- _EXERCISE DESCRIPTION_
Which lines of the data below contain the word “curved”? List every such line in full, and treat capitalization as significant.

** START OF SOURCE DATA **

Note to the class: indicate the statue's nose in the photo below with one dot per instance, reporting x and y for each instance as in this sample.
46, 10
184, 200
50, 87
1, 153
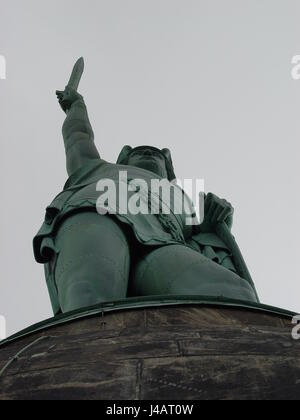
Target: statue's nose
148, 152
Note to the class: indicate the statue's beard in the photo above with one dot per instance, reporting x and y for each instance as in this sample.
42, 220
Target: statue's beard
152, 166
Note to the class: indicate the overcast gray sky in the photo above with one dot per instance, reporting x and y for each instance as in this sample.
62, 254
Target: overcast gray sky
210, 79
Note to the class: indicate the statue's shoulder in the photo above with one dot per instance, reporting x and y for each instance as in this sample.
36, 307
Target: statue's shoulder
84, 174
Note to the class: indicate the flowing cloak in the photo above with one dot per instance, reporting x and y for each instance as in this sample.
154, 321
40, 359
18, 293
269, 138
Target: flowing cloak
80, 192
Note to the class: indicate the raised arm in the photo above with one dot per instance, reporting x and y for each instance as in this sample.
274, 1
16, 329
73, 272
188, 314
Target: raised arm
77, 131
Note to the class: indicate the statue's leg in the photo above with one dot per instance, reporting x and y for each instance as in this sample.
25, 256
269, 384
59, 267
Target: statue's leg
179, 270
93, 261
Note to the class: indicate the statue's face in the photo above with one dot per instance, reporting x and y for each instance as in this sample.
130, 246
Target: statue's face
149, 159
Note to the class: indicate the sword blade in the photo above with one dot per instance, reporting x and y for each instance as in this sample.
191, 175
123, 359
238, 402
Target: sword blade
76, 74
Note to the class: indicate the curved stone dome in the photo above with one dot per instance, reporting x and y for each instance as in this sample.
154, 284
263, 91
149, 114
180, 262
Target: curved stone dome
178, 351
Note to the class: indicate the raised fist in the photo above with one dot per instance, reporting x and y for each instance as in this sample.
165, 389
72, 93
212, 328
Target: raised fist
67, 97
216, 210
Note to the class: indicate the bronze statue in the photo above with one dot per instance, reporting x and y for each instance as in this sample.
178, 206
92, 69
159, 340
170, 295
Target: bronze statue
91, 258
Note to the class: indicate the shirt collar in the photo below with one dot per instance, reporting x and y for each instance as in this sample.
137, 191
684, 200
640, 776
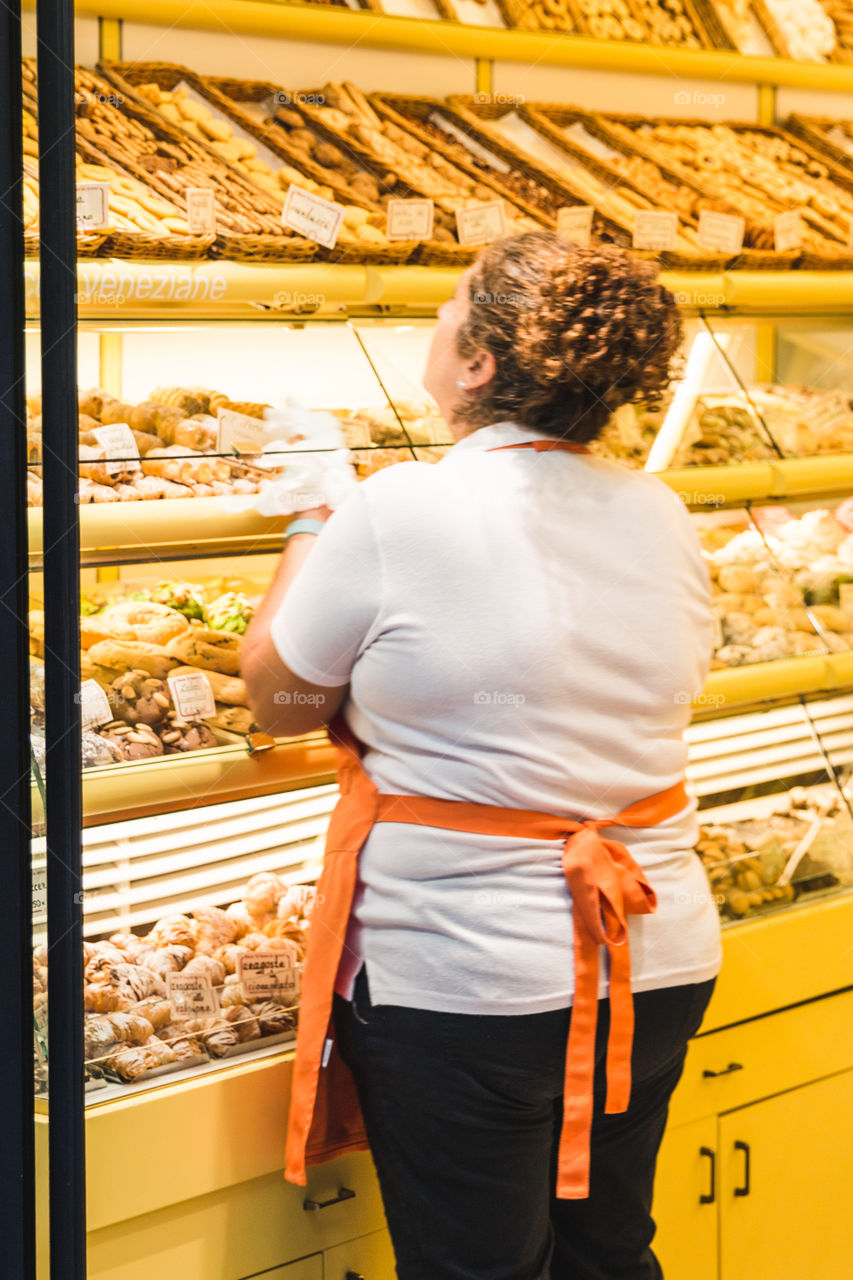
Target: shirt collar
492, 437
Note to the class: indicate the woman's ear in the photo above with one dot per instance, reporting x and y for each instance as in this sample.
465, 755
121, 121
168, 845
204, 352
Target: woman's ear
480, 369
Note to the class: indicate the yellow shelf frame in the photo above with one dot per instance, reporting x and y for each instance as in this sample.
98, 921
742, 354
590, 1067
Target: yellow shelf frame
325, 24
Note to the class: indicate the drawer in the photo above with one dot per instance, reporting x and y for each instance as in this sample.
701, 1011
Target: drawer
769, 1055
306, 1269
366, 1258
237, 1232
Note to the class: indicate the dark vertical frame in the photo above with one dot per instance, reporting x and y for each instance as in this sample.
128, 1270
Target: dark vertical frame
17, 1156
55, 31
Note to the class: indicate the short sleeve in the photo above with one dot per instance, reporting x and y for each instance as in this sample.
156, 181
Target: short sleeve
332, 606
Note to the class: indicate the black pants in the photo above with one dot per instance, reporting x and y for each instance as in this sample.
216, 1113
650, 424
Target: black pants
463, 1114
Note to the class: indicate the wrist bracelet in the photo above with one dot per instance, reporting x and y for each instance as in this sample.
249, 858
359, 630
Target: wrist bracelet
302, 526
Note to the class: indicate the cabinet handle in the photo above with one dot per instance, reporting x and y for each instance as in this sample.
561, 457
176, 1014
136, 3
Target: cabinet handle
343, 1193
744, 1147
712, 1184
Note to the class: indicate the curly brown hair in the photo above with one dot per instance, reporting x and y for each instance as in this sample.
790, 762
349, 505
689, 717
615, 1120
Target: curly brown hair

** END OF SOURCE DATA **
** START OF SOURCE DATA **

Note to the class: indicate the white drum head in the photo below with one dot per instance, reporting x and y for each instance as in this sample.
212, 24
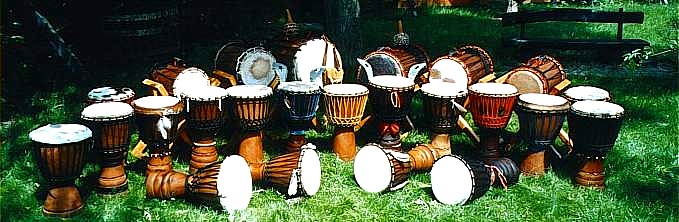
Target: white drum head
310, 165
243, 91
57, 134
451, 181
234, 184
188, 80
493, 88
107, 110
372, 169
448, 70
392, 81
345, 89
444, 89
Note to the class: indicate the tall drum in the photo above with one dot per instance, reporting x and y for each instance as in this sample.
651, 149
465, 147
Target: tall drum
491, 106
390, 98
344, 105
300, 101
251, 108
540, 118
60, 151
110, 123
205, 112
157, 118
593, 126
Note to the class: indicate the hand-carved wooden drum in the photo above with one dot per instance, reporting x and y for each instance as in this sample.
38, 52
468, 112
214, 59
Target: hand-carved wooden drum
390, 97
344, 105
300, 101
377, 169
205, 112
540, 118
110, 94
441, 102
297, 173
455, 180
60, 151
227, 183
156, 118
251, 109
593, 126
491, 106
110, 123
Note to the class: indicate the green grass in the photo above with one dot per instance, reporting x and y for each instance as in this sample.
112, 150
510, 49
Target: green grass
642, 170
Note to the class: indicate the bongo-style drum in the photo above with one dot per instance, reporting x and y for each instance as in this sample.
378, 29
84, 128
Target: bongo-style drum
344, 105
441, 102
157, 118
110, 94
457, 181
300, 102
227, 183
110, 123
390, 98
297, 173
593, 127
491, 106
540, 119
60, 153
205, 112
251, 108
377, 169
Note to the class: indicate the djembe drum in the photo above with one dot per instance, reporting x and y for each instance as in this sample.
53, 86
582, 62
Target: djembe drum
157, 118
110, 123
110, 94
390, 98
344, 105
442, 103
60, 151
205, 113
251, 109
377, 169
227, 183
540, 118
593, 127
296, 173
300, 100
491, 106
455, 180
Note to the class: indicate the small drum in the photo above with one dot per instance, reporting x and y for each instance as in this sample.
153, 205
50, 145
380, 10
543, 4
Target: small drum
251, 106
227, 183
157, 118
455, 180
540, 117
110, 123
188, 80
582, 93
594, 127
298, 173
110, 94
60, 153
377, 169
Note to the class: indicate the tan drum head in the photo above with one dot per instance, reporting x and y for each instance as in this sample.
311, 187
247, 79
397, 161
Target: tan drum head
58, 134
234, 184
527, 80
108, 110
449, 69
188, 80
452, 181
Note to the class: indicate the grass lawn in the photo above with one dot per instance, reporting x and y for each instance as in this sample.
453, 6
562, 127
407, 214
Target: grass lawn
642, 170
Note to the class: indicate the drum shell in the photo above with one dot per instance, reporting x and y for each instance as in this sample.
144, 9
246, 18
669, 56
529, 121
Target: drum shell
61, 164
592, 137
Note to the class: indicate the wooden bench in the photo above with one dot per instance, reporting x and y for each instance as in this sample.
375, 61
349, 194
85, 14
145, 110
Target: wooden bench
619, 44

** END OF SOURCE DATA **
** START OF SOURCE DATA **

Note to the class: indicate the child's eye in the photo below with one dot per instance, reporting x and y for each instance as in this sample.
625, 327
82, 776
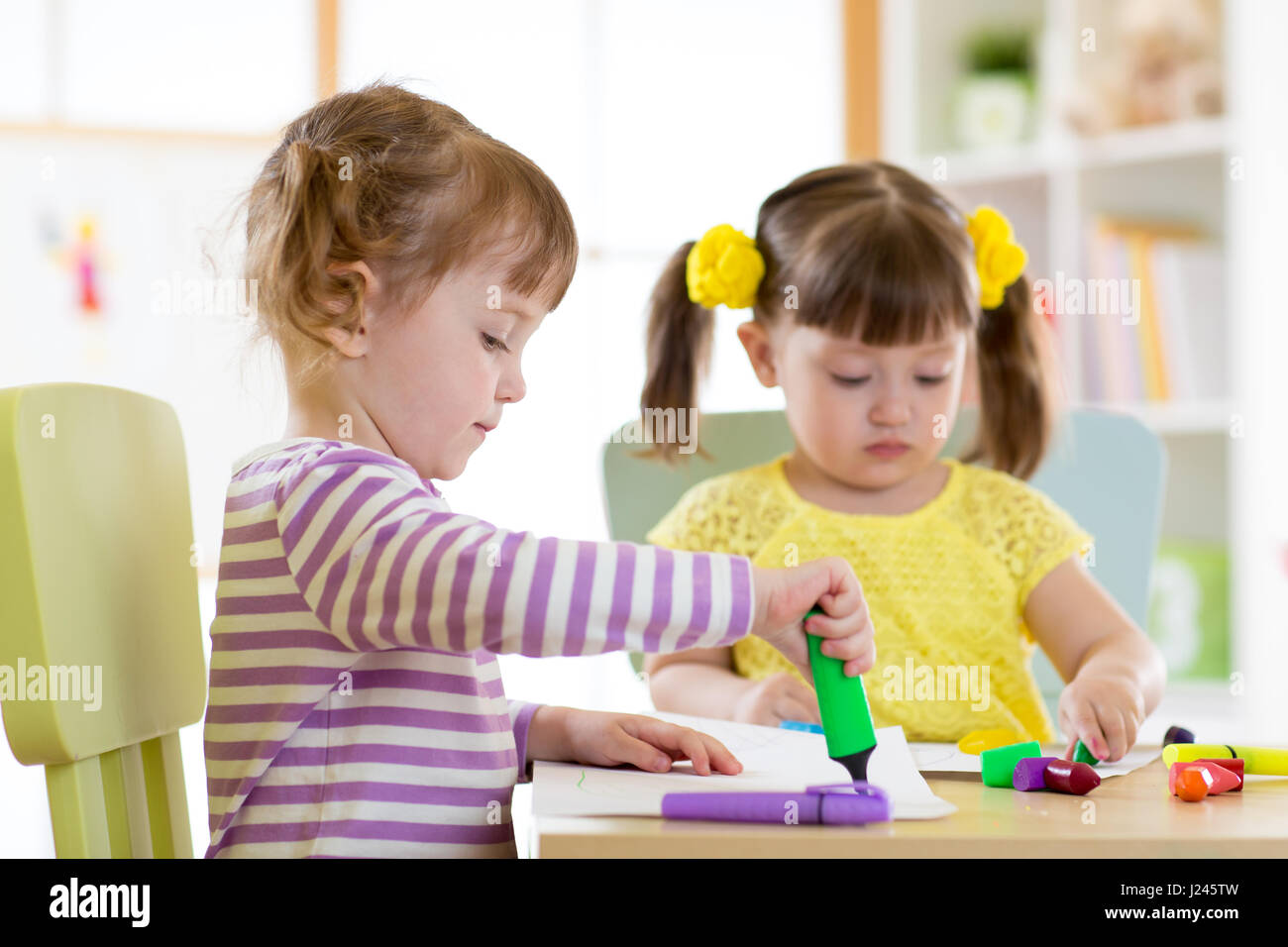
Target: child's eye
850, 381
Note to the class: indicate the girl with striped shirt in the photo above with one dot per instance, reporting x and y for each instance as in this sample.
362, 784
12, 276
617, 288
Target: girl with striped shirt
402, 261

** END OF SOURCE DATA **

- _COMPLETE RESPONSE_
Note to the class: indicate the curved stone dome in the photo above with one dot per instance, reporting x and y for each instance as in this sample.
Target: curved stone dome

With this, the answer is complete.